# Texte
* * * * * * *
Marcel Duchamp devait penser la même chose. Dès le milieu des années 1910, il crée un véritable électrochoc avec ses ready-made : ce n’est plus la nature de l’objet qui fait l’œuvre mais le choix de l’artiste et, surtout, son lieu d’exposition. Il est lassant de dire et de ressasser que Duchamp a tout inventé mais ce n’est pas faux. En 1947, il invite le spectateur à entrer en interaction avec l’œuvre (Prière de toucher) alors que son Anemic Cinema a jeté les bases de l’art optique et cinétique. Ayant défriché à tout va, Duchamp a ouvert la voie a tout une génération : les nouveaux réalistes qui ont compris que le lieu d’exposition pouvait faire l’œuvre, les minimalistes qui se sont engouffrés dans la brèche de l’op art, les tenants du happening qui ont été convaincus que l’art était avant tout un geste de l’artiste…
Parmi eux, François Morellet a choisi l’art optique, il est d’ailleurs un des fondateurs du GRAV (Groupe de Recherche d’Art Visuel). Et si je vous ai parlé de Prière de toucher et d’Anemic Cinema, ce n’est pas par hasard : le mélange des innovations de ces deux œuvres de Duchamp ont laissé libre cours à l’imagination de Morellet. Les installations présentées au centre Pompidou jouent avec l’optique (persistance rétinienne, surface d’eau qui se trouble…), souvent de manière commandée par le spectateur.
* * * * * * *
# Consigne écrite 1
Recopiez intégralement le texte sur Duchamp et Morellet.
* * * * * * *
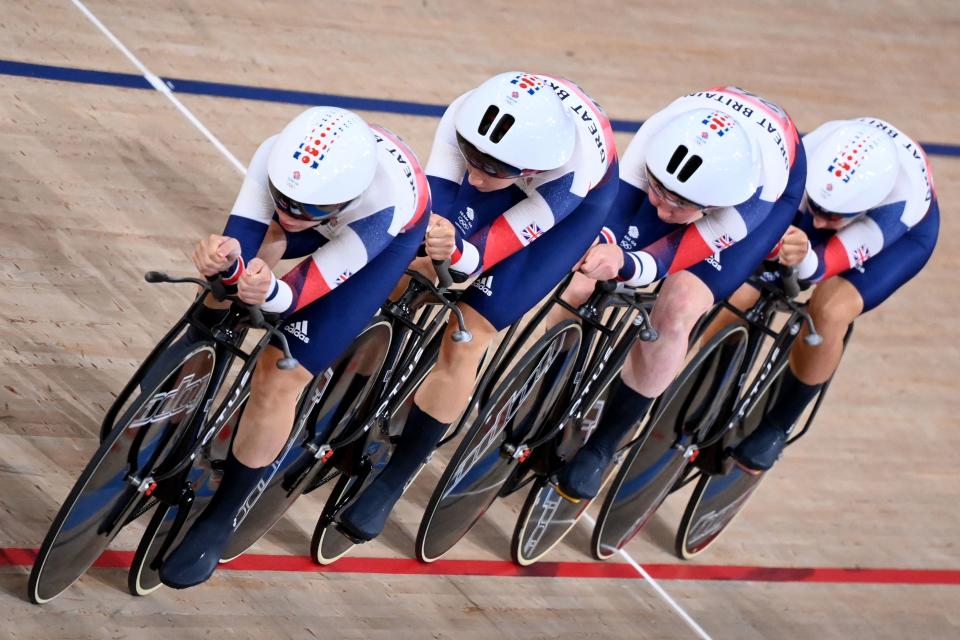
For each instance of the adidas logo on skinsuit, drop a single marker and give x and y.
(299, 330)
(485, 285)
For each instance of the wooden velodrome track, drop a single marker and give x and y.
(103, 177)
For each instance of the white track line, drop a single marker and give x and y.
(656, 587)
(160, 86)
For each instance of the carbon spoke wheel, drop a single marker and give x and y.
(517, 410)
(654, 465)
(106, 491)
(718, 498)
(328, 407)
(546, 516)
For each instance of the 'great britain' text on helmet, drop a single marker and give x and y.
(705, 156)
(852, 170)
(517, 123)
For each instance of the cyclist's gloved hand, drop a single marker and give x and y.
(602, 262)
(441, 238)
(215, 254)
(255, 282)
(793, 247)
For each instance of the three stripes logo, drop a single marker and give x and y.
(528, 83)
(485, 285)
(299, 330)
(531, 232)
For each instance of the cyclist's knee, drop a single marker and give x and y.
(271, 385)
(458, 358)
(835, 304)
(682, 300)
(274, 245)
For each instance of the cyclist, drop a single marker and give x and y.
(868, 225)
(707, 187)
(522, 172)
(352, 197)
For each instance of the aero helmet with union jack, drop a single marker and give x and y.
(707, 157)
(324, 156)
(515, 124)
(852, 170)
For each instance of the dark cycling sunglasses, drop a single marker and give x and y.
(302, 211)
(670, 197)
(487, 163)
(820, 212)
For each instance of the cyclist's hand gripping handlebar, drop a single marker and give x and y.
(217, 289)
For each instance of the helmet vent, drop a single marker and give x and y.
(502, 127)
(689, 168)
(488, 117)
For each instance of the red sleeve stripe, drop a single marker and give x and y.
(501, 243)
(775, 251)
(235, 274)
(307, 284)
(835, 257)
(691, 250)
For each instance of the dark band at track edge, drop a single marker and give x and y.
(500, 568)
(223, 90)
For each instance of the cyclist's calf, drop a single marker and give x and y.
(651, 366)
(270, 411)
(445, 391)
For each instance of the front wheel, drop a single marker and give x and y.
(330, 405)
(718, 498)
(515, 412)
(546, 516)
(654, 465)
(203, 480)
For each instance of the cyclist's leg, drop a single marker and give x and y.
(743, 298)
(496, 299)
(834, 305)
(318, 333)
(651, 366)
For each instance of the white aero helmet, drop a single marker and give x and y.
(514, 124)
(707, 157)
(852, 170)
(323, 159)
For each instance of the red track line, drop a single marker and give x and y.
(405, 566)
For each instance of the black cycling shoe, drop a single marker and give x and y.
(759, 451)
(196, 558)
(582, 477)
(365, 519)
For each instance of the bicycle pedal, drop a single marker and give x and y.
(568, 498)
(349, 536)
* * * * * * *
# Consigne écrite 2
Mettez en forme de tableau Markdown, avec les colonnes Numéro et Ligne, les lignes de la liste allant de celle qui contient « For each instance of the white aero » jusqu'à la dernière ligne de la liste, toutes deux comprises. Omettez les lignes vides.

# Réponse complète 1
Marcel Duchamp devait penser la même chose. Dès le milieu des années 1910, il crée un véritable électrochoc avec ses ready-made : ce n’est plus la nature de l’objet qui fait l’œuvre mais le choix de l’artiste et, surtout, son lieu d’exposition. Il est lassant de dire et de ressasser que Duchamp a tout inventé mais ce n’est pas faux. En 1947, il invite le spectateur à entrer en interaction avec l’œuvre (Prière de toucher) alors que son Anemic Cinema a jeté les bases de l’art optique et cinétique. Ayant défriché à tout va, Duchamp a ouvert la voie a tout une génération : les nouveaux réalistes qui ont compris que le lieu d’exposition pouvait faire l’œuvre, les minimalistes qui se sont engouffrés dans la brèche de l’op art, les tenants du happening qui ont été convaincus que l’art était avant tout un geste de l’artiste…
Parmi eux, François Morellet a choisi l’art optique, il est d’ailleurs un des fondateurs du GRAV (Groupe de Recherche d’Art Visuel). Et si je vous ai parlé de Prière de toucher et d’Anemic Cinema, ce n’est pas par hasard : le mélange des innovations de ces deux œuvres de Duchamp ont laissé libre cours à l’imagination de Morellet. Les installations présentées au centre Pompidou jouent avec l’optique (persistance rétinienne, surface d’eau qui se trouble…), souvent de manière commandée par le spectateur.

# Réponse complète 2
| Numéro | Ligne |
|---|---|
| 1 | For each instance of the white aero helmet, drop a single marker and give x and y. |
| 2 | (514, 124) |
| 3 | (707, 157) |
| 4 | (852, 170) |
| 5 | (323, 159) |
| 6 | For each instance of the red track line, drop a single marker and give x and y. |
| 7 | (405, 566) |
| 8 | For each instance of the black cycling shoe, drop a single marker and give x and y. |
| 9 | (759, 451) |
| 10 | (196, 558) |
| 11 | (582, 477) |
| 12 | (365, 519) |
| 13 | For each instance of the bicycle pedal, drop a single marker and give x and y. |
| 14 | (568, 498) |
| 15 | (349, 536) |